▶ **TASK**
Please print only the top portion of the entries below, ending with the line that contains "like x=516 y=157.", exactly as written.

Extracted data entries
■ ■ ■ ■
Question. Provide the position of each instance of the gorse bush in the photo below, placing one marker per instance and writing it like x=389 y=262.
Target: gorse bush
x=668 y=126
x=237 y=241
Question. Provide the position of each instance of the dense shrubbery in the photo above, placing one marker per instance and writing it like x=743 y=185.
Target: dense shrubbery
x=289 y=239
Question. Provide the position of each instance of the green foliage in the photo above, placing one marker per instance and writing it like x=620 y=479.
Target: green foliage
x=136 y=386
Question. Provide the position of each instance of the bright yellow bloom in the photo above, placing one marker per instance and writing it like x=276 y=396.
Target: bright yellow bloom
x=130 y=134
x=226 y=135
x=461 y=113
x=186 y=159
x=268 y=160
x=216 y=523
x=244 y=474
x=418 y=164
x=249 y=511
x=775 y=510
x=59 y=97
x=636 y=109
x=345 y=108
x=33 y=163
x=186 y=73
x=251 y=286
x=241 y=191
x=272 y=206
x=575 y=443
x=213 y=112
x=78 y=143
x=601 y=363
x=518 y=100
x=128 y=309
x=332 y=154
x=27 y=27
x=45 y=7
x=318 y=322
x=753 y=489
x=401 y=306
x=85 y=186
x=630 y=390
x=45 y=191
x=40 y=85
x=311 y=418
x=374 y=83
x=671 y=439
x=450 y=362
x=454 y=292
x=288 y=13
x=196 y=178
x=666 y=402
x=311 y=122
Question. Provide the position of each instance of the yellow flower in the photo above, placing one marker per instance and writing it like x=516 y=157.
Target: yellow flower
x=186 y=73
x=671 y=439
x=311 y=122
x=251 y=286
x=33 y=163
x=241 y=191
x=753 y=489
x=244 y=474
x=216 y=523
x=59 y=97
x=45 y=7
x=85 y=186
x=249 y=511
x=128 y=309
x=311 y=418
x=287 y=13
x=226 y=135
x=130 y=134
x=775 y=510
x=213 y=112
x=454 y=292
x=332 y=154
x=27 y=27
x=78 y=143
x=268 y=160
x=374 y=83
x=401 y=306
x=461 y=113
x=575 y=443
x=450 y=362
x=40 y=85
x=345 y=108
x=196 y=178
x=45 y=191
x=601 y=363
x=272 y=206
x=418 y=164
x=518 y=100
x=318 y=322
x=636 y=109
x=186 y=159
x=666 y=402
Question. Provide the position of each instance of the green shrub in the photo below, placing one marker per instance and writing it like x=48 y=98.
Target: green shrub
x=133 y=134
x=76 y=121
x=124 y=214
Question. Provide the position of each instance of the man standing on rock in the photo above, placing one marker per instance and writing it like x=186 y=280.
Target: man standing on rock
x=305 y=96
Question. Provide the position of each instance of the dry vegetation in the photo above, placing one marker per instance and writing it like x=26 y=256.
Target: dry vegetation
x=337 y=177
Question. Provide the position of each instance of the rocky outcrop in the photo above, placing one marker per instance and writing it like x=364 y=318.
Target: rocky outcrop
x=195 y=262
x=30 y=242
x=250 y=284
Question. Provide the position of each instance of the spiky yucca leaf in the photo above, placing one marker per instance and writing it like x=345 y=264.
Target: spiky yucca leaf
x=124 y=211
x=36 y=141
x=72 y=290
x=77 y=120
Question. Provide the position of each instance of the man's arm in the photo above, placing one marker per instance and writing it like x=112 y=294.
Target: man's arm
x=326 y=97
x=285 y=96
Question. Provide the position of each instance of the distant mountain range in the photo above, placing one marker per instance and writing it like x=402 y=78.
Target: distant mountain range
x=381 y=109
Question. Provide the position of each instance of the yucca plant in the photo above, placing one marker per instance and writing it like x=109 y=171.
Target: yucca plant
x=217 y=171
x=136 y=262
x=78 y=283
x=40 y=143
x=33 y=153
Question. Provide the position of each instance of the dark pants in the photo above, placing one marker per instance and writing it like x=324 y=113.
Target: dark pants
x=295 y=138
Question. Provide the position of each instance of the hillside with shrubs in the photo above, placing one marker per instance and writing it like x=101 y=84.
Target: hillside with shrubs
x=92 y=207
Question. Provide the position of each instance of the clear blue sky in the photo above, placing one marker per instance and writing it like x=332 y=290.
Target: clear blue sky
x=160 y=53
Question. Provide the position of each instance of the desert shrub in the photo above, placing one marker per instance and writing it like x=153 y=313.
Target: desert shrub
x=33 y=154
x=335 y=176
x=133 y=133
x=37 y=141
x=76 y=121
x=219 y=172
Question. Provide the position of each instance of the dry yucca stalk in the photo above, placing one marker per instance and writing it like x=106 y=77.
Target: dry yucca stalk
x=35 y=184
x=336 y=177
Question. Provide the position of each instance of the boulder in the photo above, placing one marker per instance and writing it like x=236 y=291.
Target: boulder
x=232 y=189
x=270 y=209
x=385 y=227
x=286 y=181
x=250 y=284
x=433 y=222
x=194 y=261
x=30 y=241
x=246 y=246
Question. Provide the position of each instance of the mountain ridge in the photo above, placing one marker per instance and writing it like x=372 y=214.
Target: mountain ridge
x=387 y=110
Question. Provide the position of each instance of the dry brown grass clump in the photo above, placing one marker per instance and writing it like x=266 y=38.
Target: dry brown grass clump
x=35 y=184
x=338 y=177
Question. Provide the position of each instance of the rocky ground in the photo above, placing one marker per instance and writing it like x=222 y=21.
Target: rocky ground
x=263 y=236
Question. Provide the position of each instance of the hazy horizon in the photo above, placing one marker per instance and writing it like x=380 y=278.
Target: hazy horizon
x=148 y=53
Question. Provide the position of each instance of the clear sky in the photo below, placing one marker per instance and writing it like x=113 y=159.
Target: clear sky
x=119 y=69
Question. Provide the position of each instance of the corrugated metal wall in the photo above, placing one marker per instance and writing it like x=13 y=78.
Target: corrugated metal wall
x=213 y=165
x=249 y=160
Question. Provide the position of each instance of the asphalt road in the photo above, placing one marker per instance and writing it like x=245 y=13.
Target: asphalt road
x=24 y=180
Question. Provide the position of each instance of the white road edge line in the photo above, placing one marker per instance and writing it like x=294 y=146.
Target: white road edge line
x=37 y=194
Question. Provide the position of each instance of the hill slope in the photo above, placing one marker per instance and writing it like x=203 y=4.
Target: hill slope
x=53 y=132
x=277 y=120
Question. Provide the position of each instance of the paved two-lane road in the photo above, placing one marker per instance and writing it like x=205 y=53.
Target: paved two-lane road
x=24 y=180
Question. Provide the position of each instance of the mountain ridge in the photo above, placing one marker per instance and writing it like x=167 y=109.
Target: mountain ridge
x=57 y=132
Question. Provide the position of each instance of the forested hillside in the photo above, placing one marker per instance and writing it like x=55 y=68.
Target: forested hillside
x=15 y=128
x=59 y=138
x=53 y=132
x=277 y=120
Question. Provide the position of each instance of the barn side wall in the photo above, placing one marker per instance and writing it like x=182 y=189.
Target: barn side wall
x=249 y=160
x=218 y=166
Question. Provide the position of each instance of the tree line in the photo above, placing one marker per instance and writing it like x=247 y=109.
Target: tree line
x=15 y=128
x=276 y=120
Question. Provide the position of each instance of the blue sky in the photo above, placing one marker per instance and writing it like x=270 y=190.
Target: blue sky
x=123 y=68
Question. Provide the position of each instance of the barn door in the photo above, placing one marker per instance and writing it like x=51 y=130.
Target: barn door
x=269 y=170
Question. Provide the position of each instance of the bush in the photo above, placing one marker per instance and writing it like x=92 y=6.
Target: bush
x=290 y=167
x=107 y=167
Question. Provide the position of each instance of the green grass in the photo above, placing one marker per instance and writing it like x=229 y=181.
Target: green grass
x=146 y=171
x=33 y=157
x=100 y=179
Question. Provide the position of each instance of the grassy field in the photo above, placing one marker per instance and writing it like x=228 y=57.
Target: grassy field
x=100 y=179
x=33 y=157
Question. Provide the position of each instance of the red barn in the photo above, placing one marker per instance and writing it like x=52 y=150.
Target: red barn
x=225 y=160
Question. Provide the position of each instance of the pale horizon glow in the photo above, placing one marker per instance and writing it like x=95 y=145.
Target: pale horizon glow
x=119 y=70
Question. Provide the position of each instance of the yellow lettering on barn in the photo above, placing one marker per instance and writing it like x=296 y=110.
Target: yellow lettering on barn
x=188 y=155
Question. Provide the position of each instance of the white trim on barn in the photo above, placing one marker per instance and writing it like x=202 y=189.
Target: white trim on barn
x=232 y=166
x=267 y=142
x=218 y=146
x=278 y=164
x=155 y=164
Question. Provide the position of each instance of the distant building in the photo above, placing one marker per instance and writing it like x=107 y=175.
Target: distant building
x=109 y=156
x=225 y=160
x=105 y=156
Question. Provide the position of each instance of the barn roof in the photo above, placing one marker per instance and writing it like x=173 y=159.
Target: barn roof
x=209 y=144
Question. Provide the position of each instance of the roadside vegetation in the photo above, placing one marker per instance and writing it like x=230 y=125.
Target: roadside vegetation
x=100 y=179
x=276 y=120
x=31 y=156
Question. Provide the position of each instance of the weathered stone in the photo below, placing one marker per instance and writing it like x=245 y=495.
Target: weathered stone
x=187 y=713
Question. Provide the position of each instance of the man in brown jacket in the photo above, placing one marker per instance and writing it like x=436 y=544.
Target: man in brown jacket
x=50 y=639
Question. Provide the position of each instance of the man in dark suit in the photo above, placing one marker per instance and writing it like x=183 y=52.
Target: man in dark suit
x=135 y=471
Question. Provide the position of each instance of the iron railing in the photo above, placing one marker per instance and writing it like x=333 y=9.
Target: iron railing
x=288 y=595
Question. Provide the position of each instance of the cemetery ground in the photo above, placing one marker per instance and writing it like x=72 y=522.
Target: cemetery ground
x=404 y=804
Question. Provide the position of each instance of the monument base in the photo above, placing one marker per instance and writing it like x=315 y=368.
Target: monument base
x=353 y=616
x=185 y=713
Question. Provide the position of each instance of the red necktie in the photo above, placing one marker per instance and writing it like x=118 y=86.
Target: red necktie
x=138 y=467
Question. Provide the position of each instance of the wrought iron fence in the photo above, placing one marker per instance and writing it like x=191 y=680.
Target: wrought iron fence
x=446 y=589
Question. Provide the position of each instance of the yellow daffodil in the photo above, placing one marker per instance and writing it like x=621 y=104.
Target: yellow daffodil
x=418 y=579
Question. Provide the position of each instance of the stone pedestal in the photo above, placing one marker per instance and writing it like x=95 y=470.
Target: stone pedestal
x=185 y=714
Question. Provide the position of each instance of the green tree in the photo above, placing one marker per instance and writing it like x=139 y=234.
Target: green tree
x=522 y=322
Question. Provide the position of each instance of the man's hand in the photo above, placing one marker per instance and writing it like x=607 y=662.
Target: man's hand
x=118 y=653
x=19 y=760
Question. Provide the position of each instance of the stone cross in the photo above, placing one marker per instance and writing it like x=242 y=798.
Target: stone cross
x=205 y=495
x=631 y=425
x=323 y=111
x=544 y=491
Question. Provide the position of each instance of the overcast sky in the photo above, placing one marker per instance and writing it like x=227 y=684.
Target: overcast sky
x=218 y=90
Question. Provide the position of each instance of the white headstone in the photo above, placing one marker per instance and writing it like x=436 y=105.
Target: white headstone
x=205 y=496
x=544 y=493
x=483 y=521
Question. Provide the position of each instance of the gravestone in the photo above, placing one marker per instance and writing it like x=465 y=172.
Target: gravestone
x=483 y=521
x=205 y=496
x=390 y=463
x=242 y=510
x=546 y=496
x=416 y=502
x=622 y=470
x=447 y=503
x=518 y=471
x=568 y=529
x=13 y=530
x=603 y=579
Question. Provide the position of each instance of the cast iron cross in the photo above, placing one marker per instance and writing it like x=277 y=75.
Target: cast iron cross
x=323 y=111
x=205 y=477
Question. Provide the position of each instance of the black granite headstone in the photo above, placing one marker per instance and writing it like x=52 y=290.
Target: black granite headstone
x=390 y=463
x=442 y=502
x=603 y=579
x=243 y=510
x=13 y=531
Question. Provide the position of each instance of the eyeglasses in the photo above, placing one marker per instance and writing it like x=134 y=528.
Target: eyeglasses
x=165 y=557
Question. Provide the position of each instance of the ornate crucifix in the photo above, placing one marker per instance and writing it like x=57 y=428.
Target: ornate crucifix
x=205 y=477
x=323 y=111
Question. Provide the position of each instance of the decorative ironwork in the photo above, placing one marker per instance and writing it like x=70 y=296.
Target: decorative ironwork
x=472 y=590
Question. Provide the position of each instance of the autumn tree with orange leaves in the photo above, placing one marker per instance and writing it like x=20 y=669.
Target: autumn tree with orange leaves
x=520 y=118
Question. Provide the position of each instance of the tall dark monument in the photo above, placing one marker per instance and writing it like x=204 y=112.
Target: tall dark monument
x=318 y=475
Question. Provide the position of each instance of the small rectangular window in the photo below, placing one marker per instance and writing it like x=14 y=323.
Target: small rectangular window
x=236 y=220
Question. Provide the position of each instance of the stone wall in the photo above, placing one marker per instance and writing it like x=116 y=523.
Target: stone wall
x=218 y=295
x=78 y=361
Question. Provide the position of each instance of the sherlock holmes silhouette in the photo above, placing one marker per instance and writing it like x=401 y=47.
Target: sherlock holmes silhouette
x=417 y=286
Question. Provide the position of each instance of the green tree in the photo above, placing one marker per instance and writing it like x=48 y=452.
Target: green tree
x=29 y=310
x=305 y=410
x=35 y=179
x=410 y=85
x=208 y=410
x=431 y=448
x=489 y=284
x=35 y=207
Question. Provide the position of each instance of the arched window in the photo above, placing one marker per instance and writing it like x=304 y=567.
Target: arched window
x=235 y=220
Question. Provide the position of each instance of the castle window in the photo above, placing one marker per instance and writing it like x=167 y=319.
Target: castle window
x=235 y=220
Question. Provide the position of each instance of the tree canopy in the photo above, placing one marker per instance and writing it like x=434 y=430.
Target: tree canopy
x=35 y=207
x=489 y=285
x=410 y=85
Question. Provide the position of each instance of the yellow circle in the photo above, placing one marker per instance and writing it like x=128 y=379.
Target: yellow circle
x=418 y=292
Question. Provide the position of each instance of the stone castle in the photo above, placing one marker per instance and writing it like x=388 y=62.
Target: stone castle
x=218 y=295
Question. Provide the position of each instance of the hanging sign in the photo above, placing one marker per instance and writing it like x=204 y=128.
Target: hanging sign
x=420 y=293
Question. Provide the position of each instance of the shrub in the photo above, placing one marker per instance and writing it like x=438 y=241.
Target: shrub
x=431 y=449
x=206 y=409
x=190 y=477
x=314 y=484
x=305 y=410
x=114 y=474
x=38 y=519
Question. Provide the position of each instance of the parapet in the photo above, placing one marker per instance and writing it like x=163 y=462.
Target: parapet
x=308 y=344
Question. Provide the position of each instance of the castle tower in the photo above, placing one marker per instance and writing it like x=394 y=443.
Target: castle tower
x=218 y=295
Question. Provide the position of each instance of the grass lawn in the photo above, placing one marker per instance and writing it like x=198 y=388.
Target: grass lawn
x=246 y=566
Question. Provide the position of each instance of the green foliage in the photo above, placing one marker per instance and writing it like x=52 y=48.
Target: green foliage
■ ■ ■ ■
▶ **TASK SOLUTION**
Question. Provide the position of each instance of the gorse bush in the photo below, placing one marker per instance and writing it like x=389 y=262.
Target: gorse bush
x=668 y=126
x=237 y=241
Question. Provide the position of each instance of the dense shrubbery in the photo above, placing one marker per instance and writing it like x=743 y=185.
Target: dense shrubbery
x=289 y=239
Question. Provide the position of each instance of the green foliage in the photo above, placing one marker per instance and writing it like x=620 y=479.
Target: green foliage
x=136 y=386
Question. Provide the position of each instance of the bright yellow bloom in the photo above, placing one marker per instance and writing it like x=276 y=396.
Target: bright yellow bloom
x=130 y=134
x=226 y=135
x=461 y=113
x=186 y=159
x=268 y=160
x=216 y=523
x=244 y=474
x=418 y=164
x=249 y=511
x=775 y=510
x=59 y=97
x=636 y=109
x=345 y=108
x=33 y=163
x=186 y=73
x=251 y=286
x=241 y=191
x=272 y=206
x=575 y=443
x=213 y=112
x=78 y=143
x=601 y=363
x=518 y=100
x=128 y=309
x=332 y=154
x=27 y=27
x=45 y=7
x=318 y=322
x=753 y=489
x=401 y=306
x=85 y=186
x=630 y=390
x=45 y=191
x=40 y=85
x=311 y=418
x=374 y=83
x=671 y=439
x=450 y=362
x=454 y=292
x=288 y=13
x=196 y=178
x=666 y=402
x=311 y=122
Question. Provide the position of each instance of the yellow flower in the photo above, placing one marker per instance and writing it like x=516 y=157.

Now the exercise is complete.